# EXERCISE AIM:
For this exercise, restate every line below word for word and drop the images.

Referring expression pointing data

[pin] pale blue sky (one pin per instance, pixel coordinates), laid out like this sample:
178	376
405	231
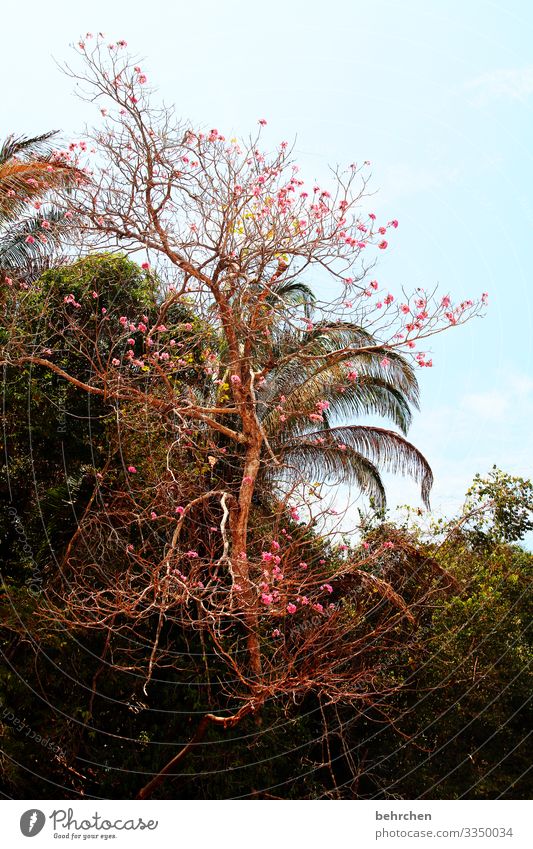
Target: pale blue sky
438	95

# RESPONSE AREA:
[pin] pale blue sky (one pin per instance, pixel coordinates), laid out like this sample:
178	376
405	231
Target: pale blue sky
438	95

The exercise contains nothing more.